*** Block opens ***
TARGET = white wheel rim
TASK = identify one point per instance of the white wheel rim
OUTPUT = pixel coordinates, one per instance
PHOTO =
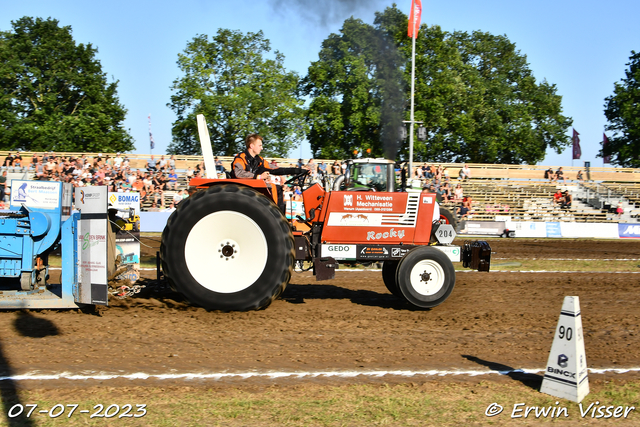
(430, 270)
(244, 246)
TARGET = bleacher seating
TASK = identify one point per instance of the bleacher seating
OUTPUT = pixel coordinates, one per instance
(493, 187)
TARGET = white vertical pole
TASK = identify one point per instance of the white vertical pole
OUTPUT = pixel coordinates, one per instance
(413, 75)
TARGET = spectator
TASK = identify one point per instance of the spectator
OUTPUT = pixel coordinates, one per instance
(462, 211)
(429, 172)
(620, 209)
(566, 200)
(313, 167)
(458, 194)
(465, 172)
(17, 160)
(322, 168)
(158, 194)
(336, 169)
(162, 164)
(39, 169)
(8, 161)
(297, 194)
(446, 192)
(177, 198)
(219, 166)
(557, 198)
(548, 174)
(152, 164)
(3, 185)
(172, 180)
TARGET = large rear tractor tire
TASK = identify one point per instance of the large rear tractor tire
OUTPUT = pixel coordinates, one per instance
(228, 248)
(426, 277)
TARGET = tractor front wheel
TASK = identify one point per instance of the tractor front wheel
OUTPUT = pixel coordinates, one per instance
(389, 269)
(425, 277)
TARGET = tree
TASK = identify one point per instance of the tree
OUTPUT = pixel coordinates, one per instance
(474, 93)
(239, 91)
(622, 110)
(53, 93)
(357, 93)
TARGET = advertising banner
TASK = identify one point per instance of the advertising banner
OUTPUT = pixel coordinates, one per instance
(35, 194)
(629, 231)
(92, 245)
(126, 207)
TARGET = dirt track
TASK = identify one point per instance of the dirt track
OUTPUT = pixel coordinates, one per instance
(497, 320)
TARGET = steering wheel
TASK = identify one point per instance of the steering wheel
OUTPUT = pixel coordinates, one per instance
(298, 178)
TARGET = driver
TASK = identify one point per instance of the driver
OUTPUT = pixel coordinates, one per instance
(249, 164)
*** Block closes ***
> _Work order_
What is needed is an exact copy of the data, without any pictures.

> _Output_
TARGET = white wheel rim
TASK = identify one point per instance of the white wheel rim
OUTPUT = pixel coordinates, one per instance
PHOTO =
(430, 270)
(244, 246)
TARGET = bleacher seating
TASK = identify one point per instance of the bleacher seating
OUTPUT = pixel coordinates, one per instance
(493, 187)
TARGET = white vertical pole
TASK = identify one point per instance of the white vertical pole
OUTPUT = pixel coordinates, one per instance
(413, 75)
TARGET = spectator
TASK = identify one point per instance of the spectator
OUTPUT = pixel coordinates, one per instance
(462, 211)
(429, 172)
(620, 209)
(566, 200)
(313, 167)
(458, 194)
(465, 172)
(17, 160)
(322, 168)
(158, 194)
(336, 169)
(162, 164)
(39, 169)
(8, 161)
(297, 194)
(446, 192)
(177, 198)
(219, 166)
(557, 198)
(548, 174)
(152, 164)
(3, 185)
(172, 180)
TARGET = large rear tractor tire
TASK = identify one point per instance of the large rear tractor tire
OUTPUT = pixel coordinates, one per instance
(228, 248)
(426, 277)
TARGET = tractor front wheel
TASK = identify one point per instance of the tractor front wheel
OUTPUT = pixel coordinates, one per instance
(389, 269)
(425, 277)
TARGET = tree
TASK = identify one point per instance of the tree
OUTPUT = pixel coordinates, one per instance
(474, 93)
(239, 91)
(622, 110)
(53, 93)
(357, 93)
TARGET = advertising banner
TASK = identify one point per instance of the advertising banner
OUTPUT = pixel coordinates, one per instance
(35, 194)
(629, 231)
(92, 245)
(126, 207)
TARGET = dirt track
TASK = identify one point per instance of the dirt track
OUTPUT = pixel coordinates, one per instance
(497, 320)
TARGET = steering wheel
TASK = identify one point per instance of the steering wheel
OUTPUT = pixel coordinates, one per instance
(298, 178)
TARGET = driver
TASK = identify one point per instance of the driver
OUTPUT = pixel coordinates, one per instance
(249, 164)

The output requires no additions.